Ro-Man the alien invader, garbed in gorilla suit and diving helmet, has all but wiped out humankind with a deadly bubble machine. Jane Fonda is being pecked to death by budgies, a midget James Bond knocks off half the male population of Manila, and supersized leeches terrorise the Florida Everglades.

The fascination of awful movies can’t really be explained. They reach that point of being so bad that they are good. Local devotees are deprived, because the Incredibly Strange Film Festival passes us by. To fill the gap, we organised a neighbourhood mini-fest called The Darling Duds of May, which finished its Monday night run recently – much to the relief of some.

Any self-respecting DVD player would vomit up these discs. Ours held it together, as did we with the aid of mulled wine and popcorn.

The opener had to be Barbarella, the 1968 sci-fi stinker that made a sex symbol of Fonda – legend has it she later tried to buy every print. Costing US$9 million, it is high-art tat with few equals. Needless to say, it became a cult hit (you know you’ve achieved cultdom when a pop group steals a character’s name for their own).

Jane was married to B-movie producer Roger Vadim at the time. He chose to divest his nubile bride of as many skin-tight outfits as possible while she thwarted a plot to invade Earth. I counted seven costumes, some of them designed by a bloke called Paco Rabanne, who apparently went on to make a name for himself in the rag trade.

The budgies almost managed to strip Jane but she slid through a secret trapdoor into the lair of rebel chief Dildano (David Hemmings in hotpants).

Barbarella: “I suppose you realise you saved my life.”

Dildano: “A life without cause is a life without effect.”

Barbarella is a spoof, but so inept that it still achieves the “appalling” status beloved of Dud fans. Classical Irish actor Milo O’Shea, decked out in a Masonic pinny as villain Duran Duran, must have been checking his bank balance every night of the shoot.

Meanwhile, the costume designer for Attack of the Giant Leeches (1959) merely had to drape a scuba diver in black polythene and stick a doughnut on his mask to stay within a budget of about $20.

The 1950s excelled in such drive-in dross, all centred around space invaders or creatures mutated by radiation. Prevailing American values dictated that the women were either Madonnas or tarts, with the former invariably the fiancee of the hero and the daughter of the boffin on hand to enunciate the script’s daft science.

[Image point annotation entries]

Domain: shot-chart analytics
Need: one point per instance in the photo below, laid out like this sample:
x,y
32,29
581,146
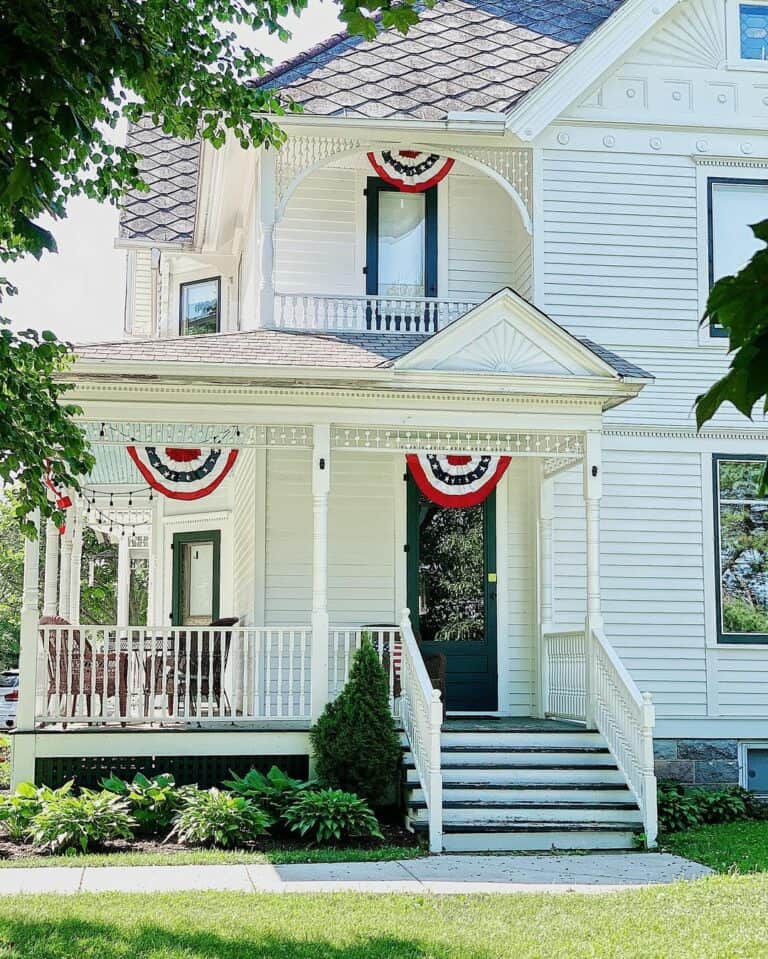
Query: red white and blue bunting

- _Tasks for this exercise_
a. According to the bad-movie review, what did Barbarella cost to make?
b. List every performer the bad-movie review names as appearing in Barbarella.
c. Write the next part of the bad-movie review, picking up after its last sentence.
These records were taken from a separate source.

- _Expected answers_
a. US$9 million

b. Jane Fonda, David Hemmings, Milo O'Shea

c.
Intriguingly, Leeches has quite a gay subtext, with male characters stroking each other affectionately, and gun-toting park ranger Steve answering the door bare-chested – and performing one scene, somewhat prominently, sans underwear beneath his khakis, a sharp-eyed female viewer later informed us. We should charitably assume that the product placement deal with Jockey fell through at the last minute.

Square-jawed Steve’s future father-in-law dispatches the blood-suckers by tossing a dozen sticks of dynamite into the pond, so they were obviously stuck for an ending.

Robot Monster (1953) also didn’t quite live up to its tacky promise, despite the ape suit, lousy dialogue, dirt-cheap production values, shots spliced in from a dinosaur movie, and endless scenes of Ro-Man lumbering along desert paths (some of them repeated).

As he is about to exterminate the last family on Earth, he develops the hots for the professor’s daughter, Alice, whose top is so sheer she needn’t have bothered dressing.

Alice, meanwhile, is finally getting it on with her dad’s assistant, Roy. They stroll together in the desert, Roy shirtless because of the heat and Alice all but shirtless because it sells movie tickets to pimply teens. When Ro-Man approaches, Roy scoops Alice up into his bare arms and runs to safety. As you do.

Emotions prove to be Ro-Man’s downfall. He is tortured by his orders to zap Alice. “I cannot – yet I must. How do you calculate that? At what point on the graph do ‘must’ and ‘cannot’ meet? Yet I must – but I cannot!” Hamlet knew such turmoil.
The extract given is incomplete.